The records below are to be restated word for word, with their images omitted.

*** Opening of Provided data ***

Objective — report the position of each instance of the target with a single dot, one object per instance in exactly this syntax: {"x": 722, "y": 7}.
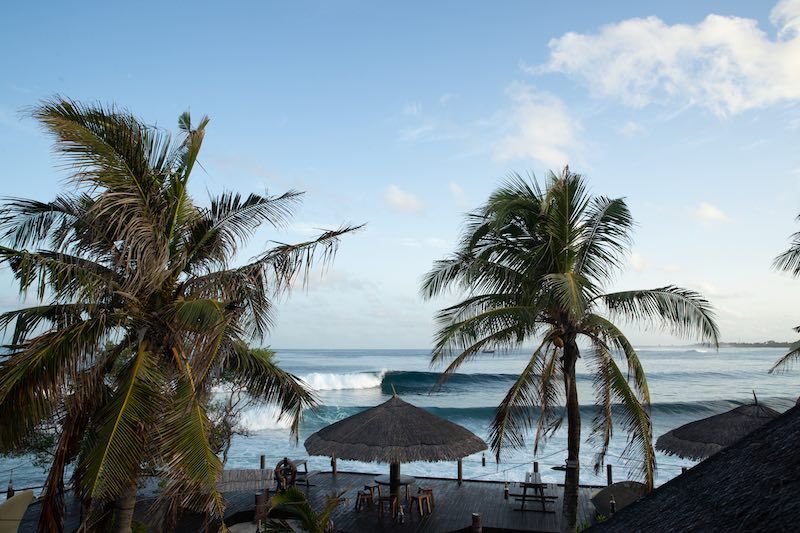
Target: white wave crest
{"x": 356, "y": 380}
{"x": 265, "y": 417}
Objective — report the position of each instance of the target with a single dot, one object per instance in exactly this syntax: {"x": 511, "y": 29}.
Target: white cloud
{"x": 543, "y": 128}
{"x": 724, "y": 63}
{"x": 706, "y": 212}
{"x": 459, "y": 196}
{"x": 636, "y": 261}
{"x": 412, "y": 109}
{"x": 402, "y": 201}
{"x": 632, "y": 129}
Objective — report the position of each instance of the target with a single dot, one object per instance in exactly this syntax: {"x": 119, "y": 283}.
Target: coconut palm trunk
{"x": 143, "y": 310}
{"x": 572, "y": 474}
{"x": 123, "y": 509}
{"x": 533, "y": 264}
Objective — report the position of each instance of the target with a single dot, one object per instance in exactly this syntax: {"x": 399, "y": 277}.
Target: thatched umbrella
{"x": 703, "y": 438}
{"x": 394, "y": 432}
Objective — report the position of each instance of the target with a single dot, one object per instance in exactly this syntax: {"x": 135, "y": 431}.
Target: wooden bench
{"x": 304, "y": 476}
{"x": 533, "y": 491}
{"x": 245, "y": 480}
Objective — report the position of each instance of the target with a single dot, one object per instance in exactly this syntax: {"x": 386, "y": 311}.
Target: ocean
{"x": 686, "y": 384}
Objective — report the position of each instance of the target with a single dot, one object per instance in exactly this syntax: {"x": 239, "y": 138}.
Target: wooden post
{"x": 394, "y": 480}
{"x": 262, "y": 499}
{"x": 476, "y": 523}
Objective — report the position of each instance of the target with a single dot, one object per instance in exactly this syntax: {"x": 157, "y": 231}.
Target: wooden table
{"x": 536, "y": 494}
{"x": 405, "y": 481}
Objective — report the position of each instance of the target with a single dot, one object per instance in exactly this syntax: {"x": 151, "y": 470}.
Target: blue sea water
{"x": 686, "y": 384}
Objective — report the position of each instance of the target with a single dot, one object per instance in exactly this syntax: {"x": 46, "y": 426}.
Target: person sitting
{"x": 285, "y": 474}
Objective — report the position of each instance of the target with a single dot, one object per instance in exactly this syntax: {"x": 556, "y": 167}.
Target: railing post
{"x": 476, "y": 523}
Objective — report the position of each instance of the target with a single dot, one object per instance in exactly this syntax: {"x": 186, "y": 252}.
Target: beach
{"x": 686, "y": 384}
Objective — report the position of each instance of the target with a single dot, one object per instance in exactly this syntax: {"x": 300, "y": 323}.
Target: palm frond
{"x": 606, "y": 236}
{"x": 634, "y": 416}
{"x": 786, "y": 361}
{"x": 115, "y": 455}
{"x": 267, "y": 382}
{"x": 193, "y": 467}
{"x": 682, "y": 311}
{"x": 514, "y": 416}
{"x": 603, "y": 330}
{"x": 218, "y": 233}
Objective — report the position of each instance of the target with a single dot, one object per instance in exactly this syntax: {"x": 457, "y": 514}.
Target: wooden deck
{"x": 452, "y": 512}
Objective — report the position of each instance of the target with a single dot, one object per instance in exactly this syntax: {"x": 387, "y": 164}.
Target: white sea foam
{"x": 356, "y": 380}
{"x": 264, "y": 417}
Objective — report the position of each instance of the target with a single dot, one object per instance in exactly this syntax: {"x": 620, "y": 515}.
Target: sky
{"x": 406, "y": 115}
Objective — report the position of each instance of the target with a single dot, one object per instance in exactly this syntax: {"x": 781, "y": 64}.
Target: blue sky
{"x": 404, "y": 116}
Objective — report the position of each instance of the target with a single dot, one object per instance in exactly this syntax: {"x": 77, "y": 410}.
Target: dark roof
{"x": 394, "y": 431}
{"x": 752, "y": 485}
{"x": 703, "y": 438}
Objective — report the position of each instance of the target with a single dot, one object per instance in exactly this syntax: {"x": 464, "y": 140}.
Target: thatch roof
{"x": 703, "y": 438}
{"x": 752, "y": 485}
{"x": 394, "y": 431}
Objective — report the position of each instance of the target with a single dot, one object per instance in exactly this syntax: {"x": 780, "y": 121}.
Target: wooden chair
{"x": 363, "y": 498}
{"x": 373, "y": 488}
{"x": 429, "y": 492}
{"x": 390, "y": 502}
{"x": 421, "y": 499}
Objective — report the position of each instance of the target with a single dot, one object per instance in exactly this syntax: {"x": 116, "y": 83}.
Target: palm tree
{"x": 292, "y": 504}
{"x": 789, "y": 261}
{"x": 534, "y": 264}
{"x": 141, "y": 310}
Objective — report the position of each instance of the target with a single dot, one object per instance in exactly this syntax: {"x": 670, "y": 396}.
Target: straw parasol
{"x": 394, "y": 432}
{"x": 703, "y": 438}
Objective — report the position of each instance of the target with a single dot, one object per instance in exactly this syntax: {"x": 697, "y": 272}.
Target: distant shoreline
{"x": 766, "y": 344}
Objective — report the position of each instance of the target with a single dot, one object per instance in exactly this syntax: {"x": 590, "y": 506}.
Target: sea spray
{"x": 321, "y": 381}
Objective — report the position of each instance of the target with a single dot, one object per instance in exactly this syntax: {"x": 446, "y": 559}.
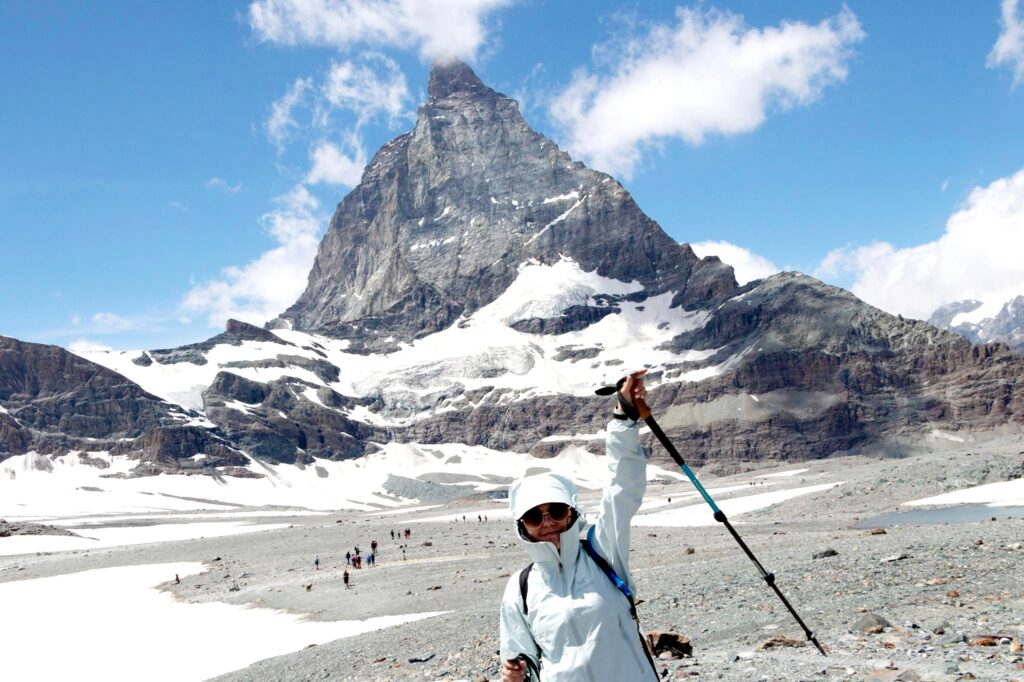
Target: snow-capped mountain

*** Close of Provided data ***

> [Problem solution]:
Objective — report the position of each instance of the target with a single dot, one object per instance in exactly this syntax: {"x": 722, "y": 7}.
Target: white wave crest
{"x": 356, "y": 380}
{"x": 265, "y": 417}
Objective — report the position of each instance of the target with a single dot, one object per instance in exactly this syntax: {"x": 511, "y": 29}.
Target: white cloud
{"x": 543, "y": 128}
{"x": 724, "y": 63}
{"x": 706, "y": 212}
{"x": 459, "y": 196}
{"x": 636, "y": 261}
{"x": 412, "y": 109}
{"x": 402, "y": 201}
{"x": 632, "y": 129}
Objective — report the position of each instance of the target with a single dot, one object per instance in exactly this syntax: {"x": 119, "y": 283}.
Target: coconut palm trunk
{"x": 143, "y": 310}
{"x": 572, "y": 474}
{"x": 123, "y": 509}
{"x": 533, "y": 264}
Objective — report the position of each instance of the target with a single dot, one object per instance in exactly this syntax: {"x": 399, "y": 277}.
Target: thatched umbrella
{"x": 703, "y": 438}
{"x": 394, "y": 432}
Objective — report the position of each instance of the target with a single dot, one object per instance in exactly this syntax: {"x": 135, "y": 431}.
Target: wooden bench
{"x": 304, "y": 476}
{"x": 533, "y": 491}
{"x": 245, "y": 480}
Objective — report the position of each instance of the target with a single dot, one object per instance in exactly this syntax: {"x": 386, "y": 311}.
Target: ocean
{"x": 686, "y": 384}
Objective — report the position of each instance of the target with a single dot, one object per instance in exactly this syntax: {"x": 239, "y": 138}.
Target: wooden post
{"x": 394, "y": 480}
{"x": 262, "y": 499}
{"x": 476, "y": 523}
Objective — report the position of each instance of the target with a single dot, one object per instance in exactly this syntax: {"x": 157, "y": 231}.
Target: wooden table
{"x": 536, "y": 494}
{"x": 405, "y": 481}
Objective — report the position of each instance of the target with a single dot, one object per instance in exactly this syntax: {"x": 151, "y": 470}.
Target: blue sea water
{"x": 686, "y": 384}
Objective — report the position of each instance of the target with a single dot, one object per instance in exactly this syntax: {"x": 46, "y": 426}.
Target: person sitting
{"x": 285, "y": 474}
Objective — report the position of each instance of the target with a single dot, one object per instance in exactly this syntax: {"x": 556, "y": 167}.
Target: railing post
{"x": 476, "y": 523}
Objective — report the position of each instance of the target with a single dot, one object per instance in exactly this syntax: {"x": 186, "y": 252}.
Target: beach
{"x": 686, "y": 384}
Objective — report the position of each instance of the target with a single dot, one object per instance in exactly this syntax: {"x": 300, "y": 323}.
Target: palm frond
{"x": 606, "y": 236}
{"x": 634, "y": 416}
{"x": 786, "y": 361}
{"x": 115, "y": 455}
{"x": 267, "y": 382}
{"x": 193, "y": 467}
{"x": 682, "y": 311}
{"x": 514, "y": 416}
{"x": 603, "y": 330}
{"x": 218, "y": 233}
Objective — report the position of each instance of the target with a single dot, one object per instance in exactly this syntax: {"x": 457, "y": 514}.
Target: wooden deck
{"x": 452, "y": 512}
Objective — report the position of each instance of the target with a single dot, one object per instance in exactly this syntax: {"x": 387, "y": 164}.
Target: white sea foam
{"x": 356, "y": 380}
{"x": 264, "y": 417}
Objective — report the position of each instance of the target with a single dot, one object per instance in exactly this syntax: {"x": 620, "y": 515}.
Target: sky
{"x": 406, "y": 115}
Objective — report the position of each instance of the target with a single dot, one object per instance in exactly this syntax: {"x": 781, "y": 64}.
Target: blue sky
{"x": 404, "y": 116}
Objective — report the position of each instance of the target with a single dot, one object per instance in exactly this syntax: {"x": 77, "y": 410}.
Target: dark roof
{"x": 394, "y": 431}
{"x": 752, "y": 485}
{"x": 703, "y": 438}
Objective — report the position of each instance of the target with a single dot, one object per instance in exactly this syntax: {"x": 464, "y": 140}.
Target: thatch roof
{"x": 703, "y": 438}
{"x": 752, "y": 485}
{"x": 394, "y": 431}
Objective — report the position of each instance of the target with a single dot, one object per instance in exactly this syntax: {"x": 780, "y": 121}.
Target: wooden chair
{"x": 363, "y": 498}
{"x": 373, "y": 488}
{"x": 429, "y": 492}
{"x": 390, "y": 502}
{"x": 421, "y": 499}
Objective — report the position of each instance of the target with a single dot, one object per instance in exactly this syntax: {"x": 116, "y": 83}.
Target: palm tree
{"x": 292, "y": 504}
{"x": 789, "y": 261}
{"x": 534, "y": 264}
{"x": 141, "y": 310}
Objective — report the position of each instance of the target with a single dot, one object per instance in exactly this syntax: {"x": 670, "y": 396}.
Target: straw parasol
{"x": 394, "y": 432}
{"x": 703, "y": 438}
Objective — report the position of each instance of the target with a single dot, one object per instance in exactly this syntax: {"x": 697, "y": 272}.
Target: distant shoreline
{"x": 766, "y": 344}
Objective — report the position of each instance of the target with a single dot, one object per instance in exactly this syntax: {"x": 590, "y": 506}.
Target: sea spray
{"x": 321, "y": 381}
Objective — report the position of each instance of the target with a single dot, one object per instance in exactly this syntax: {"x": 446, "y": 559}.
Target: snow-capped mountain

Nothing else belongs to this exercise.